## Goal
Each record is to be transcribed exactly.

## Working data
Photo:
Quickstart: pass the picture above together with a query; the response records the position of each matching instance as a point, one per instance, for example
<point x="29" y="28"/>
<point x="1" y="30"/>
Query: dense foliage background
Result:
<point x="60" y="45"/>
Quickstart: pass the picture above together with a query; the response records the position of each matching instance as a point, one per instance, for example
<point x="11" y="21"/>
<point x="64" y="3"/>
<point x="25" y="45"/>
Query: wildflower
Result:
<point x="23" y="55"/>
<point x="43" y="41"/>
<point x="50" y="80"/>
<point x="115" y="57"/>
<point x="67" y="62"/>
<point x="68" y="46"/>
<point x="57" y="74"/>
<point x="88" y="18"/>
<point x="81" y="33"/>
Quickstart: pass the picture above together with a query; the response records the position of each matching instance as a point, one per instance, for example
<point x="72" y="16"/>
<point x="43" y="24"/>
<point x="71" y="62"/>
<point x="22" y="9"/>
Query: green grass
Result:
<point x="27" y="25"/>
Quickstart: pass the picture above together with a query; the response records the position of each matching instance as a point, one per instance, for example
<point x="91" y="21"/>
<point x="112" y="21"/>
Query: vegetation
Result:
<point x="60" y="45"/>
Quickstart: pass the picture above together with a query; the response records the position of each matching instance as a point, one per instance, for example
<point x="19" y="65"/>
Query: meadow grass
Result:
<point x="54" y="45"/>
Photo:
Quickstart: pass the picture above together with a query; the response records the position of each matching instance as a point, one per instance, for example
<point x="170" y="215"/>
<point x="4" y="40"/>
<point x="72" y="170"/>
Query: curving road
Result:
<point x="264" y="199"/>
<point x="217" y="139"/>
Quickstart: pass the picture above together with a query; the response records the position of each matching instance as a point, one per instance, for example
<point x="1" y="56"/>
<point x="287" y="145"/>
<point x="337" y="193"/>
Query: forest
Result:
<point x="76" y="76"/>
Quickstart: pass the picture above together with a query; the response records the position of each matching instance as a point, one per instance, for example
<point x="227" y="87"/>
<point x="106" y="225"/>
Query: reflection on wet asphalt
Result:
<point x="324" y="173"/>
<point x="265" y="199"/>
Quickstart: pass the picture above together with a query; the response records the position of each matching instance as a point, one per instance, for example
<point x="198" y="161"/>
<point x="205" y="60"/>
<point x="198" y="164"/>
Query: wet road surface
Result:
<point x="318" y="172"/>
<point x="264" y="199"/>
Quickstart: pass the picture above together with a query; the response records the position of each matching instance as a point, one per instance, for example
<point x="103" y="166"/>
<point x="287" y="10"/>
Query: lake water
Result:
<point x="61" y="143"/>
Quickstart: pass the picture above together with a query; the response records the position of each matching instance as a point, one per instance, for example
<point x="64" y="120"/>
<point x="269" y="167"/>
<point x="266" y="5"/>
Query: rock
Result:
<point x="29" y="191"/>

## Response
Photo:
Quickstart: pass the picture above together with a query; the response records the position of each matching instance as a point, one per instance, for example
<point x="29" y="28"/>
<point x="1" y="30"/>
Query: dense foliage background
Result:
<point x="60" y="45"/>
Quickstart: pass the picture above together with a query; the response records the position of each matching instance as a point, one per instance, for example
<point x="11" y="21"/>
<point x="64" y="3"/>
<point x="25" y="45"/>
Query: wildflower
Result:
<point x="23" y="55"/>
<point x="43" y="41"/>
<point x="50" y="80"/>
<point x="115" y="57"/>
<point x="67" y="62"/>
<point x="68" y="46"/>
<point x="57" y="74"/>
<point x="88" y="18"/>
<point x="81" y="33"/>
Quickstart: pass the picture above together with a query; the response records the position of each matching instance as a point, one per instance, for example
<point x="72" y="16"/>
<point x="43" y="24"/>
<point x="71" y="62"/>
<point x="22" y="9"/>
Query: green grass
Result:
<point x="27" y="25"/>
Quickstart: pass the picture above together with a query; the response records the position of each matching instance as a point, one per instance, for example
<point x="91" y="21"/>
<point x="112" y="21"/>
Query: vegetation
Result:
<point x="60" y="45"/>
Quickstart: pass the picture above together with a query; the response records the position of each matching instance as a point, one per instance, for example
<point x="19" y="65"/>
Query: meadow grass
Result:
<point x="54" y="45"/>
Photo:
Quickstart: pass the picture above together with a query; the response records the position of each matching instance as a point, one per instance, for example
<point x="170" y="215"/>
<point x="4" y="40"/>
<point x="72" y="170"/>
Query: curving road
Result:
<point x="264" y="199"/>
<point x="217" y="139"/>
Quickstart: pass the picture above together with a query; the response records the position of each matching instance as a point, one per instance, for example
<point x="1" y="56"/>
<point x="287" y="145"/>
<point x="337" y="193"/>
Query: forest
Result:
<point x="76" y="76"/>
Quickstart: pass the picture above together with a query; the response records the position of each matching instance as a point, one per instance, for example
<point x="227" y="87"/>
<point x="106" y="225"/>
Query: reflection on wet asphalt
Result:
<point x="324" y="173"/>
<point x="265" y="199"/>
Quickstart: pass the picture above together with a query; the response records the position of each matching instance as a point, one per instance, for example
<point x="198" y="161"/>
<point x="205" y="60"/>
<point x="198" y="164"/>
Query: wet road surface
Result:
<point x="318" y="172"/>
<point x="264" y="199"/>
Quickstart: pass the picture above together with a query; the response records the position of each matching instance as a point, one per instance, for example
<point x="103" y="166"/>
<point x="287" y="10"/>
Query: lake water
Result:
<point x="61" y="143"/>
Quickstart: pass the picture above together with a query; the response records the position of each matching instance as a point, one per instance, for example
<point x="64" y="120"/>
<point x="269" y="167"/>
<point x="266" y="5"/>
Query: rock
Result:
<point x="29" y="191"/>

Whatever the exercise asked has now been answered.